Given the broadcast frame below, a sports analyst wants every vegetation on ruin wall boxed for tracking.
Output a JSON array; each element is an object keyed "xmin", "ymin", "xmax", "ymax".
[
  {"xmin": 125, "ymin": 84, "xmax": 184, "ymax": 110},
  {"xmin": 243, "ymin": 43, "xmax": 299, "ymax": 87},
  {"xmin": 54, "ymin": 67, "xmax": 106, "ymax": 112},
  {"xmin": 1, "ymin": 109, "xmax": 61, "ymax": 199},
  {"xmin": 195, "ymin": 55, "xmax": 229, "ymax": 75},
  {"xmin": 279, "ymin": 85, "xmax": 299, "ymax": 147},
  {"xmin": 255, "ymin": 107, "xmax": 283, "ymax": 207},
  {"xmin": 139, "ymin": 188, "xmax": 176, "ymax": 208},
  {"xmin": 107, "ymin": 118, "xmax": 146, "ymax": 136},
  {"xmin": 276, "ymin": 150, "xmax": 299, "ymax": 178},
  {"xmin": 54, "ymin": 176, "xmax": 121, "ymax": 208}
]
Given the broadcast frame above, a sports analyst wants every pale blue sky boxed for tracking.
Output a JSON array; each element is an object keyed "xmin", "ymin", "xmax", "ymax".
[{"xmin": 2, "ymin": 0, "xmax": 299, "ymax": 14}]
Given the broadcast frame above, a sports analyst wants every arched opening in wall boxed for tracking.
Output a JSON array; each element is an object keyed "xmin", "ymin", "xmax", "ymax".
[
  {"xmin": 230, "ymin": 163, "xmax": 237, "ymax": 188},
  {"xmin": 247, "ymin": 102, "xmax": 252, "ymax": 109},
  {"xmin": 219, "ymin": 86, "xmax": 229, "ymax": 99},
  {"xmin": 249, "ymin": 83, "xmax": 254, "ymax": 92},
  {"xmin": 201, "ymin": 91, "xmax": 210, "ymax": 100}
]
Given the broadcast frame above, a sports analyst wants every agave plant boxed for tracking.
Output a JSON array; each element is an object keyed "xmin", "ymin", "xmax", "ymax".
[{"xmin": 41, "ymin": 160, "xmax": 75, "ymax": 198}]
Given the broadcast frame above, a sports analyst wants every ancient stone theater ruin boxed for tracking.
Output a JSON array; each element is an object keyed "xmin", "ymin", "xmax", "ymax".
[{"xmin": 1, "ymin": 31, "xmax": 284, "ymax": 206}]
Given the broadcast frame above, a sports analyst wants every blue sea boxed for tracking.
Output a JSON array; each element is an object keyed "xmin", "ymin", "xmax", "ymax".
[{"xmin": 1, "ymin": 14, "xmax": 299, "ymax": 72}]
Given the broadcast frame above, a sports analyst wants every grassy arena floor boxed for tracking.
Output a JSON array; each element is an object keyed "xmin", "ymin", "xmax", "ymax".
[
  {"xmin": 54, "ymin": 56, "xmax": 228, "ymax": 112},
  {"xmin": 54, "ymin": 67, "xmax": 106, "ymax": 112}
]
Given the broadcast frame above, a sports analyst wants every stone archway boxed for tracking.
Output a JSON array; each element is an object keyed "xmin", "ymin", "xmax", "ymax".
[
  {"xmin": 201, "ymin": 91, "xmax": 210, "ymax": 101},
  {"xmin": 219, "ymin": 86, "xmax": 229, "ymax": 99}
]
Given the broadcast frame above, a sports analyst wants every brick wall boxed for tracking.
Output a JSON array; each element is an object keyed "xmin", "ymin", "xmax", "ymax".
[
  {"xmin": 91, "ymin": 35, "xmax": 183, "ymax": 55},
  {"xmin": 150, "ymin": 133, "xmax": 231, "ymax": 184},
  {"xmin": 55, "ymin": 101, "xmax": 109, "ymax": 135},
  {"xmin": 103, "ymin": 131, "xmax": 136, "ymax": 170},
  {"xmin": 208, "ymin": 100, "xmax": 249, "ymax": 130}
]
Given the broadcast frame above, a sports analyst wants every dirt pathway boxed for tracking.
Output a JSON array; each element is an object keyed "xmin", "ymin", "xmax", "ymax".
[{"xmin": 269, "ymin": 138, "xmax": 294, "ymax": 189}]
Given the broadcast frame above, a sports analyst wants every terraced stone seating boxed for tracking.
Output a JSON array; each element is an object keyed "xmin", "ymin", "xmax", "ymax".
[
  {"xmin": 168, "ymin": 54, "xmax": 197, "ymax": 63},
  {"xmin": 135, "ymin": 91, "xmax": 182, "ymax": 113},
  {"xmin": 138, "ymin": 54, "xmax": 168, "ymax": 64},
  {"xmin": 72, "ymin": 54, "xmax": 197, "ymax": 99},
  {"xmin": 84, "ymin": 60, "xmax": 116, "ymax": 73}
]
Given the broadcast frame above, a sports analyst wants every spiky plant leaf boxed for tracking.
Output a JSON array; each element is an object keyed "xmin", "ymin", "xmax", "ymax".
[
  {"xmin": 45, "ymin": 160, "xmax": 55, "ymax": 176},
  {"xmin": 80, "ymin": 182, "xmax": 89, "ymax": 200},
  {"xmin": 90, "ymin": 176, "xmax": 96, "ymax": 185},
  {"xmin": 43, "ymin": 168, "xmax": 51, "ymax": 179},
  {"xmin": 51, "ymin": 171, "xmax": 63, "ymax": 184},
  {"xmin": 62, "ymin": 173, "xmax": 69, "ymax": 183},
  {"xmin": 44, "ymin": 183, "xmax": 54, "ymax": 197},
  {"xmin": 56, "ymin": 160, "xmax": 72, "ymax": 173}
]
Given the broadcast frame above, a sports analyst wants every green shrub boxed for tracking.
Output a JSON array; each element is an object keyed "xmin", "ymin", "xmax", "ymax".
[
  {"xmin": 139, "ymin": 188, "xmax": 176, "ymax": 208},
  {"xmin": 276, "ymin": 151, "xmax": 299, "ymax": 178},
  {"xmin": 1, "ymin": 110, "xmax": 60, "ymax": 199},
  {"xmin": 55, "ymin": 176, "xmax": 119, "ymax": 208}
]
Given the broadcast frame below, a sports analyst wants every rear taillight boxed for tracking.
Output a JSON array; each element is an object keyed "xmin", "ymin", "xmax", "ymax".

* _Aim of the task_:
How many lines in the records above contain the string "blue", counting only matches with the same capitalization? Reply with the number alone.

* _Full answer_:
2